(Page extract):
That’s something University of Michigan political science professor Christian Davenport told me in the days after Jan. 6, as Amelia and I tried to understand how some Americans’ political dissatisfaction had turned into violence against their political enemies. And now, a year later, I keep thinking about that quote.
Davenport was trying to get me to understand that while the riot at the Capitol was inherently political, the divisions fueling it were not. Right and left, Democrat and Republican: Those splits exist in society, but they weren’t the cause of what happened. Income inequality, racial resentment, declining trust in institutions — those were the really dangerous things, Davenport said. We tend to think of those divisions as partisan because that’s the divide our polling data is set up to track. But in quantifying and graphing the tree counts, we miss the fact that we are in a forest.
Davenport is not the only political scientist who thinks important trends are going unnoticed because our polls and graphs are stuck paying attention to partisan politics. Even the very polling that tells us Americans don’t like people on the opposite side of the political spectrum contains hints that this division is not as clear-cut as it appears on the surface, said Anne Wilson, a professor of psychology who studies self identity at Wilfrid Laurier University in Canada.
For example, studies have shown that Americans assume more partisan polarization exists than really does, and political partisans often really dislike the other side for reasons that have nothing to do with who those people are or what they believe in. In one 2018 poll, for instance, more than 75 percent of Republicans said racism still exists in America, but Democrats thought that about half of Republicans felt that way. Republicans, meanwhile, assumed the vast majority of Democrats wanted completely open borders; a little more than a quarter agreed with that idea.
Other research has found that, even as Americans are more polarized from each another, more and more of us are identifying as political “independents” — as high as 45 percent in the weeks preceding the Jan. 6 riots. “Some of the things really activating people aren’t things that are really about partisan ideology,” Wilson said.

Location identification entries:
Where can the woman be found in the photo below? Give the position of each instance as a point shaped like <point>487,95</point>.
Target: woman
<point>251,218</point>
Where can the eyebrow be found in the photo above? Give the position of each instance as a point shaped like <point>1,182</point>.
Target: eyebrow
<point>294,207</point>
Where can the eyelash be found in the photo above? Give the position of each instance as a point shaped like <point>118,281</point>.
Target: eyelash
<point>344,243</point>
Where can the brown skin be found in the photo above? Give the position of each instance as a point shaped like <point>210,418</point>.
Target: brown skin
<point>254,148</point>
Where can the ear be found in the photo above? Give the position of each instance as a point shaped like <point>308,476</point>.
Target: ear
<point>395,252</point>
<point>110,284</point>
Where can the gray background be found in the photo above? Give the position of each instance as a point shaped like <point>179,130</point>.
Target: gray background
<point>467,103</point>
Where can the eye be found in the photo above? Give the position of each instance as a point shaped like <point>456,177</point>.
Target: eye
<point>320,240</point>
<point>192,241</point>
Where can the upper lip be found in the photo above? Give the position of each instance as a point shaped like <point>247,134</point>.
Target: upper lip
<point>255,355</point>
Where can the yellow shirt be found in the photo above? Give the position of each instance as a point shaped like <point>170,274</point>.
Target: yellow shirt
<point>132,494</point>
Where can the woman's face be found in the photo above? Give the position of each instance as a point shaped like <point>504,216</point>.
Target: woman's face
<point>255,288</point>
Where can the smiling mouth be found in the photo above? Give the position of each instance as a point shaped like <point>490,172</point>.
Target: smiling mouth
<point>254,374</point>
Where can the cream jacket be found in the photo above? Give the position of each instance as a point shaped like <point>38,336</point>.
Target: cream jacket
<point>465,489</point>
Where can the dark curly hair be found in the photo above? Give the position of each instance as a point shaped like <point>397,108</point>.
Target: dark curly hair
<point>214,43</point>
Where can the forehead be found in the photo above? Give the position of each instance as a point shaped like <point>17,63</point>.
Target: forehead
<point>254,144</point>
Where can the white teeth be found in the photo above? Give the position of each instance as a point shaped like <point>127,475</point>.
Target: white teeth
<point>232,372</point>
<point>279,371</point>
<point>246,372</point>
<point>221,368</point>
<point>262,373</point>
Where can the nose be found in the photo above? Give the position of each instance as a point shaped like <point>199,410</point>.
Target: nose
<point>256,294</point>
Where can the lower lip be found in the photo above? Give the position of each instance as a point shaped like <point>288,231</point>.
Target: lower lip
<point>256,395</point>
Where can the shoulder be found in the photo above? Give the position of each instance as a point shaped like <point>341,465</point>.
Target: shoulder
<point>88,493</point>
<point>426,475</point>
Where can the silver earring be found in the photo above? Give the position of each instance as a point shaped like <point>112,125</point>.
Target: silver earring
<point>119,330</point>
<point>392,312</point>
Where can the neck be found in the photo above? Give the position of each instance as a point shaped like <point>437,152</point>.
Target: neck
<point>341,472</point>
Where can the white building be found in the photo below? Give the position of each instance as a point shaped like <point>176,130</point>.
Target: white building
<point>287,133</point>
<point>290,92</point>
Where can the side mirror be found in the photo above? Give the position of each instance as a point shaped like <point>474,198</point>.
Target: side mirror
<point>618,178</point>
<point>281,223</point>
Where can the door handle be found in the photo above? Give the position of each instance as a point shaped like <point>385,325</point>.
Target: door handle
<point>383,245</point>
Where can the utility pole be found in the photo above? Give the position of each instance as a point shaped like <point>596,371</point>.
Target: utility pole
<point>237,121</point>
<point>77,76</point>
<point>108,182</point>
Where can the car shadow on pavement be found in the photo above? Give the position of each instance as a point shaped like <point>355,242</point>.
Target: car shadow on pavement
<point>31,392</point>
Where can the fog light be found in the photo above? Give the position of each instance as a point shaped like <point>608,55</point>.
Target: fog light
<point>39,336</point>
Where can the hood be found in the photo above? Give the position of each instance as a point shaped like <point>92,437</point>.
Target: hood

(Exercise instructions):
1. Answer these questions using the excerpt on political division:
(a) At which university does Christian Davenport teach political science?
(b) In the 2018 poll, what share of Republicans said racism still exists in America?
(c) How high did the share of Americans identifying as independents reach in the weeks before the Jan. 6 riots?
2. In the excerpt on political division, condense the paragraph beginning "For example, studies have shown" into a short list that keeps its main facts.
3. Retype the part of the excerpt on political division that opens with the words containing "For example, studies" and closes with "with that idea.".
These data have nothing to do with the excerpt on political division.

(Solutions to the tasks):
1.
(a) The University of Michigan.
(b) More than 75 percent.
(c) As high as 45 percent.

2.
- Studies show Americans assume there is more partisan polarization than there really is.
- Partisans often dislike the other side for reasons unrelated to who those people are or what they believe.
- In a 2018 poll, more than 75 percent of Republicans said racism still exists in America, but Democrats thought only about half of Republicans felt that way.
- Republicans assumed the vast majority of Democrats wanted completely open borders, but only a little more than a quarter agreed.

3.
For example, studies have shown that Americans assume more partisan polarization exists than really does, and political partisans often really dislike the other side for reasons that have nothing to do with who those people are or what they believe in. In one 2018 poll, for instance, more than 75 percent of Republicans said racism still exists in America, but Democrats thought that about half of Republicans felt that way. Republicans, meanwhile, assumed the vast majority of Democrats wanted completely open borders; a little more than a quarter agreed with that idea.